=== Stated goal ===
Using the entries below, output exactly the line containing "Target: ceiling fan light fixture" and all lines that follow it to the end.
--- Begin ---
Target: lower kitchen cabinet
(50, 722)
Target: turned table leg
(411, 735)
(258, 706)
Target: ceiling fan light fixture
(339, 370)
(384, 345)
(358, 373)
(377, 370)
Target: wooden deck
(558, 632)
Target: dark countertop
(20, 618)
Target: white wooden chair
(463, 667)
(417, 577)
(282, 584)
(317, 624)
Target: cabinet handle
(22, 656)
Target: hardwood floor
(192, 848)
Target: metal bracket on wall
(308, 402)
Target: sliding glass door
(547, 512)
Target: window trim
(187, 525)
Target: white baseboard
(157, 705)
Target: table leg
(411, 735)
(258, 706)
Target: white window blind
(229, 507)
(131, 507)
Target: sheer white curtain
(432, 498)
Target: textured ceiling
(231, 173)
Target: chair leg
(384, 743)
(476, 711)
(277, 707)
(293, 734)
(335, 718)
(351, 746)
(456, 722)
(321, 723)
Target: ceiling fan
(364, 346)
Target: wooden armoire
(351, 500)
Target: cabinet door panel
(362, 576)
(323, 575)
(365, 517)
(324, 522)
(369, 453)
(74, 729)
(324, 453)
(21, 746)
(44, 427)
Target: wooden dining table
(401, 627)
--- End ---
=== Output for this exercise ===
Target: ceiling fan light fixture
(339, 370)
(384, 345)
(358, 373)
(377, 370)
Target: wooden deck
(558, 632)
Target: dark countertop
(20, 618)
Target: white wooden chair
(463, 667)
(417, 577)
(282, 584)
(317, 624)
Target: cabinet handle
(22, 656)
Target: hardwood floor
(192, 848)
Target: metal bracket on wall
(308, 402)
Target: sliding glass door
(547, 512)
Target: window trim
(187, 525)
Target: white baseboard
(157, 705)
Target: table leg
(411, 735)
(258, 706)
Target: white window blind
(229, 507)
(131, 507)
Target: sheer white curtain
(432, 498)
Target: textured ceiling
(231, 173)
Target: chair leg
(384, 743)
(476, 711)
(277, 707)
(293, 734)
(335, 718)
(351, 746)
(456, 722)
(321, 723)
Target: ceiling fan
(364, 346)
Target: wooden armoire
(351, 500)
Target: cabinet door panel
(362, 576)
(323, 575)
(365, 517)
(324, 522)
(369, 453)
(74, 729)
(324, 453)
(21, 746)
(44, 427)
Target: wooden dining table
(401, 627)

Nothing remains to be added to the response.